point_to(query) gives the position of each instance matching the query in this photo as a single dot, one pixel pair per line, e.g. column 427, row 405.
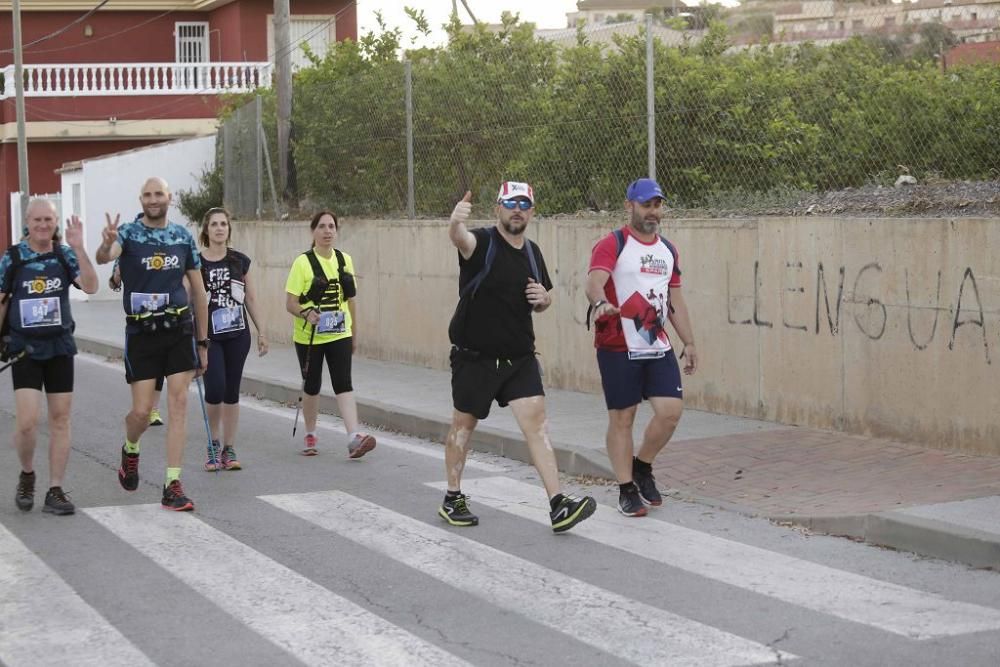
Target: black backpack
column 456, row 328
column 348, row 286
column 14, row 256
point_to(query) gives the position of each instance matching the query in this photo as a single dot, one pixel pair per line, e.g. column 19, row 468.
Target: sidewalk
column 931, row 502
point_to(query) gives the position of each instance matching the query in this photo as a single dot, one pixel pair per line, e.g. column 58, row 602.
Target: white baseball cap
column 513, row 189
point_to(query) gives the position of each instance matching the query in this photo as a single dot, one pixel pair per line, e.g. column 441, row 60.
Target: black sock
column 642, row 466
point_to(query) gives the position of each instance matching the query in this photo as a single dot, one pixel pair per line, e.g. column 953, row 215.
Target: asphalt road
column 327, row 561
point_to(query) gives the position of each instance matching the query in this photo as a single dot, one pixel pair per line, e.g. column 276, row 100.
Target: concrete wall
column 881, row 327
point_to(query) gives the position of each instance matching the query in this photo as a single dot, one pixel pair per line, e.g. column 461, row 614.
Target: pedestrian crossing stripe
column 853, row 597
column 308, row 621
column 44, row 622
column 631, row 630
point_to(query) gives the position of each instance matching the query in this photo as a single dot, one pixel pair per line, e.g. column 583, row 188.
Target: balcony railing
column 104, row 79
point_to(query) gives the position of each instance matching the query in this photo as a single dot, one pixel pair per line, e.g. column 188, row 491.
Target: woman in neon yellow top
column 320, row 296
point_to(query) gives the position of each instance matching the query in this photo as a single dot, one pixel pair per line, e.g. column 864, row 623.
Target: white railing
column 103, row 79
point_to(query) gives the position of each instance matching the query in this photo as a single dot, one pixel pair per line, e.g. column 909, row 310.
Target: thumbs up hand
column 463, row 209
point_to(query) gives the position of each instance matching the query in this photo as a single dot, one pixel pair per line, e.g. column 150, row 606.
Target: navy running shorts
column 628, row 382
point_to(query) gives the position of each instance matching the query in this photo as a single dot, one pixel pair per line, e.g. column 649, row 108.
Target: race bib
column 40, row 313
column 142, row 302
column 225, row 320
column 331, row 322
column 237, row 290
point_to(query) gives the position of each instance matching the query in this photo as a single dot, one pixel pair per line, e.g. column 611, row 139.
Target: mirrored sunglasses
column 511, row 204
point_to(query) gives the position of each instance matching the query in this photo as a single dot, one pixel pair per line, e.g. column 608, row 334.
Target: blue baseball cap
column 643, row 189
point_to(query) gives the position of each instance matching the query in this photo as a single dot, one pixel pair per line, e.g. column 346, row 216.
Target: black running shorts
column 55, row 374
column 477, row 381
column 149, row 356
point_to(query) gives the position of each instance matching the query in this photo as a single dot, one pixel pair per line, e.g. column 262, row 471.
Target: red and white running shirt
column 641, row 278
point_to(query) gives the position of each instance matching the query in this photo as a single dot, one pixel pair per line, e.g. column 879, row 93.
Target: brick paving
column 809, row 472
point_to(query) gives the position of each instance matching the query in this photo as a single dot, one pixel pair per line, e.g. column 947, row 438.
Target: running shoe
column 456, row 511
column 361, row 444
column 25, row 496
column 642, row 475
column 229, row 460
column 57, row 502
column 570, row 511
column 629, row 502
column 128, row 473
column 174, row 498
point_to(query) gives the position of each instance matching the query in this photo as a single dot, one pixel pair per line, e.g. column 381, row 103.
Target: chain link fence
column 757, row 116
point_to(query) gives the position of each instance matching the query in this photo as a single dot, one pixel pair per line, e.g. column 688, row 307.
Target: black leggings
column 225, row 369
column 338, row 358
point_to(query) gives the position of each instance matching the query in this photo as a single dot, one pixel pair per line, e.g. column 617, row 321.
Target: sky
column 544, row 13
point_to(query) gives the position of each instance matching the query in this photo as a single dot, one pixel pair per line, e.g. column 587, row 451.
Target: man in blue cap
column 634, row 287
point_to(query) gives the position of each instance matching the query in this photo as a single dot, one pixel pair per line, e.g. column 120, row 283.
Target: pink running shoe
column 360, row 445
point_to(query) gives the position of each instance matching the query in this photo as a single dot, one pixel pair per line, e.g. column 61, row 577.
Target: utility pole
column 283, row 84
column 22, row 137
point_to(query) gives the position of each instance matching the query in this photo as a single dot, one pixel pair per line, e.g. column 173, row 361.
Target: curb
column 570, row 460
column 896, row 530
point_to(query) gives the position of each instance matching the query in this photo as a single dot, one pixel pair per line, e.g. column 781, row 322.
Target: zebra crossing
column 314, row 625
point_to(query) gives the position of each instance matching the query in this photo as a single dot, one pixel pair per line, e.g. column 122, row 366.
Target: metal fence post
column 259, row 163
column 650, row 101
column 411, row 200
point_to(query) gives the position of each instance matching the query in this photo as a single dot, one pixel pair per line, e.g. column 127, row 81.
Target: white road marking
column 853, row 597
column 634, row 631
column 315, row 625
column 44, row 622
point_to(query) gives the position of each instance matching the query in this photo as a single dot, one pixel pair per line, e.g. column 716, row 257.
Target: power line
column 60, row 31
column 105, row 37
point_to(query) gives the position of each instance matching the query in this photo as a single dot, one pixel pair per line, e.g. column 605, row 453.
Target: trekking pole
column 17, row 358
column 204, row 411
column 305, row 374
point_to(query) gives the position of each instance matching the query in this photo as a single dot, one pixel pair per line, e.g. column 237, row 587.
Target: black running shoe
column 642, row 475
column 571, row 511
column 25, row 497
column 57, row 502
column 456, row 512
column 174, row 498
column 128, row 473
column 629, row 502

##############################

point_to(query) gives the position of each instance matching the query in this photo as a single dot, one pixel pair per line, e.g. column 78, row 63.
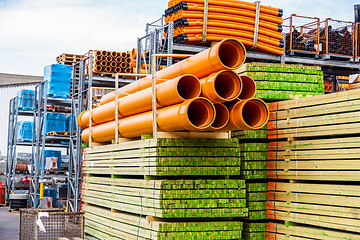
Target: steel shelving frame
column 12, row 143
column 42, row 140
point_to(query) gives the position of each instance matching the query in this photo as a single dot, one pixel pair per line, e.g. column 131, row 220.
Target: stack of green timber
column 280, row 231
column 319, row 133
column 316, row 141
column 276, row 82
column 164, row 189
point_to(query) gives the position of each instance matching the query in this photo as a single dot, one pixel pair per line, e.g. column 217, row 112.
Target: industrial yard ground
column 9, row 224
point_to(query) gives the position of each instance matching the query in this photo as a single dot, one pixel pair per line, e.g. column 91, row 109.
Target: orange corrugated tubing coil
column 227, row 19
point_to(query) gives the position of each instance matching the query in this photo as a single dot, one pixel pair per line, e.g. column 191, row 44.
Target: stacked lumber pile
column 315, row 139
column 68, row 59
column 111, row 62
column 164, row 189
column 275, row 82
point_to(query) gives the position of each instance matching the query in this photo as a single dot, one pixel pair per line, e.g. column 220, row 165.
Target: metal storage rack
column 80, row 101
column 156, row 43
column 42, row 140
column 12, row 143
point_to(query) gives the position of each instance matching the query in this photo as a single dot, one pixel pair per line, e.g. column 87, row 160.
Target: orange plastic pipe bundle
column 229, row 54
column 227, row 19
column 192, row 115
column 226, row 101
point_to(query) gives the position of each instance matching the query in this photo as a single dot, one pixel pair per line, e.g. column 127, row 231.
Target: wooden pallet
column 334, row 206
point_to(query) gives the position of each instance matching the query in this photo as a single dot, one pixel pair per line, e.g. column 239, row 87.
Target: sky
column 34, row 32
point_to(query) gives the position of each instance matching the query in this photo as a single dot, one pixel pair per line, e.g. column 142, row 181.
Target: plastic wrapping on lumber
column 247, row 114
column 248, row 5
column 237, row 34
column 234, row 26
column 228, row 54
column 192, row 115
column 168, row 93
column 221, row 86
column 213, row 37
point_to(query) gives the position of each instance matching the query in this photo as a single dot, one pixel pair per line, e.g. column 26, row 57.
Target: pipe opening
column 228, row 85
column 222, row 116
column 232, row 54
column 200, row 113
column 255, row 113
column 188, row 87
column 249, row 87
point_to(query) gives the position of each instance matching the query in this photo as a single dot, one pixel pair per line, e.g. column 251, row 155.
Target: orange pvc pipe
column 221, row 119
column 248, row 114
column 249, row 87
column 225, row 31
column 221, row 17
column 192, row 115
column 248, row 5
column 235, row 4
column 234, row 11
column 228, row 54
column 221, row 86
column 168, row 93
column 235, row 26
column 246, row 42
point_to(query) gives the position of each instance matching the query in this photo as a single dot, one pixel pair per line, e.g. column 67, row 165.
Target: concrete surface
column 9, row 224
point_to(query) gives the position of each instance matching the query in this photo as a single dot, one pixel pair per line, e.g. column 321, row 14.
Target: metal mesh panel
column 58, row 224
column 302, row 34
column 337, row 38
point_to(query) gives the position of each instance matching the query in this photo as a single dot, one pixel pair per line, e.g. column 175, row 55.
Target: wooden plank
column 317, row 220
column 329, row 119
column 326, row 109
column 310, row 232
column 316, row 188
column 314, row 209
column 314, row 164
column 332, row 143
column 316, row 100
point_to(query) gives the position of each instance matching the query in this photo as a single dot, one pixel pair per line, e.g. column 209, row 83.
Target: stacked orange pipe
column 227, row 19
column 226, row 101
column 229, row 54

##############################

WHAT THE TASK ASKS: Copy nothing but the lines above from the one with "427, row 405." to the one with "461, row 614.", inclusive, word for word. Leave every picture out.

ANSWER TO THIS TASK:
point_to(query) gives the position of each instance matching the query in this photo as a single dot, one pixel pair per line, e.g. column 427, row 405.
Target: black backpack
column 456, row 328
column 348, row 286
column 14, row 256
point_to(query) gives the position of each instance matching the query in this photo as a single dot, one pixel pair per line, e.g. column 19, row 468.
Target: sidewalk
column 931, row 502
point_to(query) gives the position of each instance matching the query in this photo as a single dot, one pixel pair per line, e.g. column 58, row 602.
Target: white baseball cap
column 513, row 189
point_to(query) gives the position of each instance matching the query in this photo as a single dot, one pixel pair per line, e.g. column 441, row 60.
Target: black sock
column 642, row 466
point_to(query) gives the position of each instance matching the query in this photo as a single dot, one pixel pair per line, e.g. column 953, row 215.
Target: asphalt road
column 327, row 561
point_to(query) gives the position of each instance matching the query in this photo as a single dot, one pixel pair per line, e.g. column 276, row 100.
Target: concrete wall
column 881, row 327
point_to(query) gives the position of each instance matching the query in this photo as a single dot, one pixel pair per line, e.g. column 461, row 614.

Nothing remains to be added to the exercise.